» What this task involves
Every line in the listing is to be echoed verbatim.

::::::::

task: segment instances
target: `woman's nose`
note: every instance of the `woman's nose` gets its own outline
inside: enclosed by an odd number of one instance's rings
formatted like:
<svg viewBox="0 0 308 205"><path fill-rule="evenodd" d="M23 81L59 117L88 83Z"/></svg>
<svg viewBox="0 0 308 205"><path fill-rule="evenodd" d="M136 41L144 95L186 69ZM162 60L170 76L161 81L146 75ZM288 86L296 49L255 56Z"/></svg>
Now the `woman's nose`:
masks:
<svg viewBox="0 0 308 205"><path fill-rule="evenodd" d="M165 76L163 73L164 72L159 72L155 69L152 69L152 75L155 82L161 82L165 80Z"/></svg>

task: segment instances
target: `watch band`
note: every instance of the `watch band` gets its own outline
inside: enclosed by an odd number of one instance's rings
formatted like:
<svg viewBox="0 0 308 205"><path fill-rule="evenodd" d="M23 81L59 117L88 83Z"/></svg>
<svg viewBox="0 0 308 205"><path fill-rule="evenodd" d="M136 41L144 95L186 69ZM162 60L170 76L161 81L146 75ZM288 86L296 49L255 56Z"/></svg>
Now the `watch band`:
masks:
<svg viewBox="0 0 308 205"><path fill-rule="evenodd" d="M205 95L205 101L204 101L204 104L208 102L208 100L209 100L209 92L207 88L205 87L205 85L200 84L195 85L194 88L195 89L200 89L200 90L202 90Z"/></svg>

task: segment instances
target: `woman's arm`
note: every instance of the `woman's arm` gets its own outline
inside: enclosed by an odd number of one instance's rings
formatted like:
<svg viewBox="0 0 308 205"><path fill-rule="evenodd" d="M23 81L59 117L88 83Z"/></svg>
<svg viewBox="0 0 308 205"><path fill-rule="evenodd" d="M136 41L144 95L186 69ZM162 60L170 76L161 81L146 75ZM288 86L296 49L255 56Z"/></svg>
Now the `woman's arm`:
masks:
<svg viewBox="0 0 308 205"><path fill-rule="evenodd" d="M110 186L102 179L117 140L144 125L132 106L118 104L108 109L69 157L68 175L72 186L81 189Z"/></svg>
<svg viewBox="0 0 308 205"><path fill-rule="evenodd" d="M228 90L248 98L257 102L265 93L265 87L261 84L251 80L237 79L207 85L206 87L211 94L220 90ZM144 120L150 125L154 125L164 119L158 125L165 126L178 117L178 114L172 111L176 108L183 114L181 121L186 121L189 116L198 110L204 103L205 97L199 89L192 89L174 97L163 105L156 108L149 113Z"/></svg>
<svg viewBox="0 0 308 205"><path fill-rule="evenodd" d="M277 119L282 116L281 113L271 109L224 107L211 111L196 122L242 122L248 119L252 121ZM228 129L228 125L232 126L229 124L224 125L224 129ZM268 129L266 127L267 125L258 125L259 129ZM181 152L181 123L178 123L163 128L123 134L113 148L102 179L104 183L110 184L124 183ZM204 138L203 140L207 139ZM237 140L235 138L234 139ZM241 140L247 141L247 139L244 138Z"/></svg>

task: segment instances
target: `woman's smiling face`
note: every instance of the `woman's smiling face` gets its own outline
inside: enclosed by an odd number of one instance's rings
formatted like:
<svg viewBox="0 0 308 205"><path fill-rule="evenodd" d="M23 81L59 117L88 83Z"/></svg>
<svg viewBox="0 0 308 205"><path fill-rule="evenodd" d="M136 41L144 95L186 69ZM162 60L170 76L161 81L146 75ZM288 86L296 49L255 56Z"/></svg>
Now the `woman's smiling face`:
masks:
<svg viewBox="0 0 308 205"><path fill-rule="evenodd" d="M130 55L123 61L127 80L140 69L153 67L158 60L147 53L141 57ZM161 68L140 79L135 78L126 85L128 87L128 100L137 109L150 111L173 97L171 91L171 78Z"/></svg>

::::::::

» The response
task: segment instances
target: `woman's nose`
note: every instance of the `woman's nose` gets its own outline
inside: enclosed by an odd number of one instance's rings
formatted like:
<svg viewBox="0 0 308 205"><path fill-rule="evenodd" d="M23 81L59 117L88 83Z"/></svg>
<svg viewBox="0 0 308 205"><path fill-rule="evenodd" d="M136 41L144 95L186 69ZM162 60L170 76L161 81L146 75ZM288 86L296 49L255 56Z"/></svg>
Now the `woman's nose`:
masks:
<svg viewBox="0 0 308 205"><path fill-rule="evenodd" d="M165 76L163 73L164 72L159 72L155 69L152 69L152 75L155 82L161 82L165 80Z"/></svg>

task: segment instances
target: `watch band`
note: every instance of the `watch band` gets its own outline
inside: enclosed by an odd number of one instance's rings
formatted like:
<svg viewBox="0 0 308 205"><path fill-rule="evenodd" d="M23 81L59 117L88 83Z"/></svg>
<svg viewBox="0 0 308 205"><path fill-rule="evenodd" d="M136 41L144 95L186 69ZM162 60L170 76L161 81L146 75ZM288 86L296 49L255 56Z"/></svg>
Now the `watch band`:
masks:
<svg viewBox="0 0 308 205"><path fill-rule="evenodd" d="M205 95L205 101L204 101L204 104L208 102L208 100L209 100L209 92L207 88L205 87L205 85L200 84L195 85L194 88L195 89L200 89L200 90L202 90Z"/></svg>

task: segment instances
target: `woman's arm`
note: every instance of the `woman's arm` gets its own outline
inside: enclosed by an odd number of one instance's rings
formatted like:
<svg viewBox="0 0 308 205"><path fill-rule="evenodd" d="M23 81L59 117L88 83Z"/></svg>
<svg viewBox="0 0 308 205"><path fill-rule="evenodd" d="M136 41L144 95L186 69ZM162 60L170 76L161 81L146 75ZM288 86L296 49L255 56Z"/></svg>
Now the `woman's arm`:
masks:
<svg viewBox="0 0 308 205"><path fill-rule="evenodd" d="M110 186L102 179L117 140L144 125L132 106L118 104L108 109L69 157L68 175L72 186L81 189Z"/></svg>
<svg viewBox="0 0 308 205"><path fill-rule="evenodd" d="M228 90L248 98L257 102L265 93L265 87L261 84L251 80L237 79L207 85L206 87L211 94L220 90ZM144 120L150 125L154 125L164 119L158 125L165 126L178 117L178 114L172 111L176 108L183 114L181 121L186 121L189 116L198 110L204 103L205 97L199 89L192 89L174 97L163 105L156 108L149 113Z"/></svg>
<svg viewBox="0 0 308 205"><path fill-rule="evenodd" d="M277 119L282 116L281 113L271 109L224 107L211 111L196 122L242 122L248 119L252 121ZM228 129L228 125L232 126L229 124L224 125L224 129ZM268 129L266 127L267 125L258 125L259 129ZM181 152L181 123L178 123L163 128L123 134L113 148L102 179L104 183L110 184L124 183ZM204 138L203 140L207 139ZM237 140L235 138L234 139ZM241 140L247 141L247 139L244 138Z"/></svg>

task: segment instances
target: `woman's smiling face`
note: every instance of the `woman's smiling face` gets its own outline
inside: enclosed by an odd number of one instance's rings
formatted like:
<svg viewBox="0 0 308 205"><path fill-rule="evenodd" d="M23 81L59 117L88 83Z"/></svg>
<svg viewBox="0 0 308 205"><path fill-rule="evenodd" d="M136 41L144 95L186 69ZM162 60L170 76L161 81L146 75ZM288 86L296 49L255 56Z"/></svg>
Now the `woman's smiling face`:
masks:
<svg viewBox="0 0 308 205"><path fill-rule="evenodd" d="M130 55L123 61L127 80L140 69L153 67L158 60L147 53L141 57ZM161 68L140 79L135 78L126 85L128 87L128 100L137 109L150 111L173 97L171 91L171 78Z"/></svg>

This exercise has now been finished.